[Source records]
*** Block opens ***

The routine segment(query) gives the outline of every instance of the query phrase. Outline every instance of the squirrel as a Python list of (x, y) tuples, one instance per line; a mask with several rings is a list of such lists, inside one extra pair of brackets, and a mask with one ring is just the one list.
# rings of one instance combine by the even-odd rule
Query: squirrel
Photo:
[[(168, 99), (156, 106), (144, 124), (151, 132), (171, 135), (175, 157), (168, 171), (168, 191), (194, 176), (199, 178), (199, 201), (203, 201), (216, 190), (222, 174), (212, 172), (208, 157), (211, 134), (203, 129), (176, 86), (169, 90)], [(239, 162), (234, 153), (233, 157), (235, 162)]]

*** Block closes ***
*** Block opens ***

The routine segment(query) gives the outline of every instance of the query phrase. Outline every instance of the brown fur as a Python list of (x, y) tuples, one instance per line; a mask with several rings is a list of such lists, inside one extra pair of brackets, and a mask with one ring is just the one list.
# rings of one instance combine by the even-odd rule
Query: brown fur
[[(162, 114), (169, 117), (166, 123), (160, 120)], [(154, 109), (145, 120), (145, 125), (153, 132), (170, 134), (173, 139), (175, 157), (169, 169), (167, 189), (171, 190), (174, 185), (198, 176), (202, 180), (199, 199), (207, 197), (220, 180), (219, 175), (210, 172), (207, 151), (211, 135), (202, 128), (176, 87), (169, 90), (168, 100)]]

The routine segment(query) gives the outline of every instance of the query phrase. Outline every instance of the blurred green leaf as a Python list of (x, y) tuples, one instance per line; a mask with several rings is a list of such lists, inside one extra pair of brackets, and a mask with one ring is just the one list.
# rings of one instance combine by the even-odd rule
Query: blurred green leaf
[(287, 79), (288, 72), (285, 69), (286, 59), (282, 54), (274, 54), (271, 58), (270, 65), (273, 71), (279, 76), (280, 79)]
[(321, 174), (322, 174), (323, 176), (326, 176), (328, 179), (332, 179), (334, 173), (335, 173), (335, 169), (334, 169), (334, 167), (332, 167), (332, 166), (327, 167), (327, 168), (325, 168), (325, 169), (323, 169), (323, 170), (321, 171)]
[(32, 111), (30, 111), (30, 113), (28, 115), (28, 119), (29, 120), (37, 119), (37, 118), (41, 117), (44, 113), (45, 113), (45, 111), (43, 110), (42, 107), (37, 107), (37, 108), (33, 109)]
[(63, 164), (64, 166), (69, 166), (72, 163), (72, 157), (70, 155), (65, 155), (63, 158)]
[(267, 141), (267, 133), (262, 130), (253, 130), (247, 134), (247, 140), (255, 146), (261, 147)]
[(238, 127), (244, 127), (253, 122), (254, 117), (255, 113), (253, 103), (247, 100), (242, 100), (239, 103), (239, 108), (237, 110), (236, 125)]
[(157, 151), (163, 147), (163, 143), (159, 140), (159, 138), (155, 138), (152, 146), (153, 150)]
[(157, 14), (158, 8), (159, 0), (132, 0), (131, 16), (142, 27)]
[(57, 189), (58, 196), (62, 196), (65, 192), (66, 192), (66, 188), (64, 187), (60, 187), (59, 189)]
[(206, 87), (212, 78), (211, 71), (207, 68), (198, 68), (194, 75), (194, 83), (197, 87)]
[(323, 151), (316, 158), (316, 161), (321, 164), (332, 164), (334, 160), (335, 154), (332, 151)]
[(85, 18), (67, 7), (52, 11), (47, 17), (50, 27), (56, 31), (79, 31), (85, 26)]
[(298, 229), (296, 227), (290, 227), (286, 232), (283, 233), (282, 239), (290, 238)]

*** Block closes ***

**YOUR GOAL**
Report each line in the data above that holds the word "list" by copying it.

**ANSWER SECTION**
The routine segment(query) gives the outline of every instance of the query phrase. Outline every instance of the squirrel as a Python list of (x, y) tuples, one instance per line; a mask with several rings is a list of such lists, inside one extra pair of brackets, and a mask with one ring is just the one list.
The routine segment(query) gives the outline of every instance of the query phrase. Outline every instance of the brown fur as a Python list of (x, y) tuples, one instance per line; a mask with several rings is a list of such lists, inside one extra pair of brackets, and a mask with one ring is just the one list.
The routine segment(query) gives the outline of every instance of the query phrase. Outline every instance of the blurred green leaf as a Python list of (x, y) tuples, one instance per line; a mask with several rings is a list of such lists, inside one extra pair of brackets, and a mask with one ring is just the one list.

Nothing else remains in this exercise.